[Pointing records]
==================================================

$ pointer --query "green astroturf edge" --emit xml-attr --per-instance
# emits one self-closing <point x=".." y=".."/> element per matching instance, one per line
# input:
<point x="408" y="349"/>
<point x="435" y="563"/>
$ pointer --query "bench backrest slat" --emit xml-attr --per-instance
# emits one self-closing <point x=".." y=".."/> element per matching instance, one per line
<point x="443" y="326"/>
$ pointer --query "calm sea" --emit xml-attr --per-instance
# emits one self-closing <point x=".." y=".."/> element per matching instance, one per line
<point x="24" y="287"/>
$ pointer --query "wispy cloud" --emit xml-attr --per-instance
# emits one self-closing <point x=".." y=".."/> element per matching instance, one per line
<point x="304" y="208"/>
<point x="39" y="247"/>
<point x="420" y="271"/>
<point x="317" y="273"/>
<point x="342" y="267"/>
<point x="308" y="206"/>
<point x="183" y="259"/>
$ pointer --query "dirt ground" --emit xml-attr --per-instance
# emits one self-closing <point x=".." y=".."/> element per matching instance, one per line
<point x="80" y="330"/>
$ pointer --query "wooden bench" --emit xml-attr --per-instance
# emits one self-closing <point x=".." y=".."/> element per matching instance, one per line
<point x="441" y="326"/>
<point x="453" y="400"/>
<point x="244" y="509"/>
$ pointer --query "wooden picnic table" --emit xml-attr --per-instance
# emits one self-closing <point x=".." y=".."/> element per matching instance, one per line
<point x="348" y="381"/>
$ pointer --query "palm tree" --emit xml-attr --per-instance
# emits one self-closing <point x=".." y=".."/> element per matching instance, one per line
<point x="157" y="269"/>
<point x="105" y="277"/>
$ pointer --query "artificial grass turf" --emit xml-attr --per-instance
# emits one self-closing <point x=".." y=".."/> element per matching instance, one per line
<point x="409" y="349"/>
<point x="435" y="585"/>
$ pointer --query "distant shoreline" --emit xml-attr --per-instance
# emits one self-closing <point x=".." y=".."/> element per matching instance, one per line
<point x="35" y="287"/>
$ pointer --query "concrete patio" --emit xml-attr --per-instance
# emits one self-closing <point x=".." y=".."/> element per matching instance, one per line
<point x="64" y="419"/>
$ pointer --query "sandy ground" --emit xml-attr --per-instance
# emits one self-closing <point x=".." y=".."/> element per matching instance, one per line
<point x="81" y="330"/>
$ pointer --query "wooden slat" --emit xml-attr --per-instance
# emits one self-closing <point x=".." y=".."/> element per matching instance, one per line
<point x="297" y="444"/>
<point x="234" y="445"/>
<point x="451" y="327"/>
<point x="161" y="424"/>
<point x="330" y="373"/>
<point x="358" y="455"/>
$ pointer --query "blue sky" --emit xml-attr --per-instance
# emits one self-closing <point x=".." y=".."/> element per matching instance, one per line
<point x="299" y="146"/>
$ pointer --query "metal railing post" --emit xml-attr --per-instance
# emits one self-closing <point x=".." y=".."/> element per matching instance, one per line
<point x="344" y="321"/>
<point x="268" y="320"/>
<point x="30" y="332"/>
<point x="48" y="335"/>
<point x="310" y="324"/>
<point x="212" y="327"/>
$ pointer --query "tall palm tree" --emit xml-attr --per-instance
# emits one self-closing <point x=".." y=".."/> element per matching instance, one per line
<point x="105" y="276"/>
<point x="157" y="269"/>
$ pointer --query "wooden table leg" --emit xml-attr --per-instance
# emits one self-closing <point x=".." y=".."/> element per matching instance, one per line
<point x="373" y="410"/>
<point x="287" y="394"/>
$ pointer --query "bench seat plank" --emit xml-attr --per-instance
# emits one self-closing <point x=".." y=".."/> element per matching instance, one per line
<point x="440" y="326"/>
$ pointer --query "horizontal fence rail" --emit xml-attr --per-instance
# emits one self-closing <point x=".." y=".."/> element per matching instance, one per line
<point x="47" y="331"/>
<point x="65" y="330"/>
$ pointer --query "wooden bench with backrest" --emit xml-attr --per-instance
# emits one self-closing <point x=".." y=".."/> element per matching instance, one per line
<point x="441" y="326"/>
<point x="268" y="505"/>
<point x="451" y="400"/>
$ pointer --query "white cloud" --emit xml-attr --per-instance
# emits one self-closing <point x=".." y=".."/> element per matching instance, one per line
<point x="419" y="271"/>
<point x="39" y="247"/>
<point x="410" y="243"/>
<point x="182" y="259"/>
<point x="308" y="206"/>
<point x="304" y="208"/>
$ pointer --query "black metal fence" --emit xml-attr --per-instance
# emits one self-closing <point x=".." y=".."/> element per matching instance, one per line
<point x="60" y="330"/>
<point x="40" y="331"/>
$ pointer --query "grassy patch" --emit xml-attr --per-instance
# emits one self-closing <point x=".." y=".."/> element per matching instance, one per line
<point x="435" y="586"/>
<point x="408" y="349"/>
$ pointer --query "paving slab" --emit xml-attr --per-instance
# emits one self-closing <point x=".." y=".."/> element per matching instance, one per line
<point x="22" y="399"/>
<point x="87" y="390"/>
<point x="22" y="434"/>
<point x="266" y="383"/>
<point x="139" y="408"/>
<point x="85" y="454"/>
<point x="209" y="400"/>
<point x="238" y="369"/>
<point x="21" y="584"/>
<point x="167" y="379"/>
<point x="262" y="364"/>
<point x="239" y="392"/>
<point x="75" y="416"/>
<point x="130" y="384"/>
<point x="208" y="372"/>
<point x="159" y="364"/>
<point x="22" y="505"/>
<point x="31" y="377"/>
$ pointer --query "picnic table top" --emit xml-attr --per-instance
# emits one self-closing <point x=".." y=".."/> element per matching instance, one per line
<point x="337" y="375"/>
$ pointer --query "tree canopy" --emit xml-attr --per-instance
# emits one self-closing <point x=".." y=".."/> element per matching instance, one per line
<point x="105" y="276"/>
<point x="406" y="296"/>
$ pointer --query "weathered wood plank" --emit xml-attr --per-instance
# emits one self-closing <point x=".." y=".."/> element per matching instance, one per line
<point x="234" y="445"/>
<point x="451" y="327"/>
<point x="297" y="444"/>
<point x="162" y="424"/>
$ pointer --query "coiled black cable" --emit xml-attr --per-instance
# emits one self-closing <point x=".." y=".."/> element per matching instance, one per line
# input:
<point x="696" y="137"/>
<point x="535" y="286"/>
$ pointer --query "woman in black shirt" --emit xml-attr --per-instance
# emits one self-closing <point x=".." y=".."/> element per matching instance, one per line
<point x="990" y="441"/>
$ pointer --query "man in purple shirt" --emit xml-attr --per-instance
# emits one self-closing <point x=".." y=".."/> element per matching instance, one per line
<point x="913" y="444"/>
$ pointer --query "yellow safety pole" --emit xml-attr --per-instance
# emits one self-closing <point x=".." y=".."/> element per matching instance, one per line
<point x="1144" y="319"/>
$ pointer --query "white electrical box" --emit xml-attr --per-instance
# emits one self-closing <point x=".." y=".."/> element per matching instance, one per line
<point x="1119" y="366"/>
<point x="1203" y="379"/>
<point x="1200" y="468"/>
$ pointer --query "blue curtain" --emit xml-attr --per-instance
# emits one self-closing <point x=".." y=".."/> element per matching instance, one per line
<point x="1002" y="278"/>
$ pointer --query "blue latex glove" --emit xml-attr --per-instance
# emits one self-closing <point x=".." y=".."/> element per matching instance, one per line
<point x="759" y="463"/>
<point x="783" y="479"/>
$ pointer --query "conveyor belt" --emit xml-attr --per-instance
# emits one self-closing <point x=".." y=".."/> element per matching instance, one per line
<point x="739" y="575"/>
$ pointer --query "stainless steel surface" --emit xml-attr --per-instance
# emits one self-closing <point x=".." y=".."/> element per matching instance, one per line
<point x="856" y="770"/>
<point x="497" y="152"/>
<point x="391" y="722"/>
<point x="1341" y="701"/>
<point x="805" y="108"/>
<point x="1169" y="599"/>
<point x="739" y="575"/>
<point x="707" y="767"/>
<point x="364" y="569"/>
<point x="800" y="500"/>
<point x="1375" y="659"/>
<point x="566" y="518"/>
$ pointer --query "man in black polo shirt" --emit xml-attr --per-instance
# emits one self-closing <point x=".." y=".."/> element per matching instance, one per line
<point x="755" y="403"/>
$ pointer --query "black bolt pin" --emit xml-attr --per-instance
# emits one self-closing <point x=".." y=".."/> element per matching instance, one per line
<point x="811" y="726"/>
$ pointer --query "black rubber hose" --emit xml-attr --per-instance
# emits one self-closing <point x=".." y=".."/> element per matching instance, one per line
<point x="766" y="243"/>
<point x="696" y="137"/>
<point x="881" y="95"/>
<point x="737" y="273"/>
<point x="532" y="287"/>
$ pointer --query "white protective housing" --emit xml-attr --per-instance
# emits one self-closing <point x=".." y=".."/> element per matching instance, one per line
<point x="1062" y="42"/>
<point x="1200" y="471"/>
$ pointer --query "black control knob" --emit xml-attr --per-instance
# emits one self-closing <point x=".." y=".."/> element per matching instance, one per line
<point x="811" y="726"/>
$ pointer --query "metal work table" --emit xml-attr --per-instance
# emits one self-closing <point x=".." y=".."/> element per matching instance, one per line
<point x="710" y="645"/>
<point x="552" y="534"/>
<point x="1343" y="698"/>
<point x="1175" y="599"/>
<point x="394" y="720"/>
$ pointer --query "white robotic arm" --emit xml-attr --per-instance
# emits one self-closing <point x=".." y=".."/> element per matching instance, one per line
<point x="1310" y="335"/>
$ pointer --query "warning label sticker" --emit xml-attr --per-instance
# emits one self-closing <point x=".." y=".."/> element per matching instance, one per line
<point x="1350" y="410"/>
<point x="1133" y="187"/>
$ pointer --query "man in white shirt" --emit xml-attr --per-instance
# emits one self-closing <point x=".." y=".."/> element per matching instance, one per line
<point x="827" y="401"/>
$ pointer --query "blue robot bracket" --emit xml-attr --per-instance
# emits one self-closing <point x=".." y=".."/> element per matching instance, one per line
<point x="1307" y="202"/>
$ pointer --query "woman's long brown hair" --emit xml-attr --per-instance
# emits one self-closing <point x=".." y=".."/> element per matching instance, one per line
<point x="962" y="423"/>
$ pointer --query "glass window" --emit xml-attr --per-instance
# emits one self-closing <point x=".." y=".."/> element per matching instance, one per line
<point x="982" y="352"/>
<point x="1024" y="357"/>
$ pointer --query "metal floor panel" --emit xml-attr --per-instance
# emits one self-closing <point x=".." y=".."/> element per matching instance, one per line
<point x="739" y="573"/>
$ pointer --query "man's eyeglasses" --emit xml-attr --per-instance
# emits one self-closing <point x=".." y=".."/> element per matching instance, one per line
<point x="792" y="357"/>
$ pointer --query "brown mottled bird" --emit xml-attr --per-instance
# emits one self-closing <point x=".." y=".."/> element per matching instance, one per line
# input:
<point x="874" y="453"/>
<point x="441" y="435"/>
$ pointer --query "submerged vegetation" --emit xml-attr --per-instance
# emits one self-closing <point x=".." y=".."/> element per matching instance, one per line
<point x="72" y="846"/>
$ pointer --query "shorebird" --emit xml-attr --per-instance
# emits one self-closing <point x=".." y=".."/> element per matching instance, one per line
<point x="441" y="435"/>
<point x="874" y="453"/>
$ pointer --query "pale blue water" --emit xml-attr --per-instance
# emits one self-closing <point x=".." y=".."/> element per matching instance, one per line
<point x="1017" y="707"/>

==================================================

• Aim
Tally the lines of the listing above that contain the string "backrest", with case counting, and give only the number.

• Problem solution
2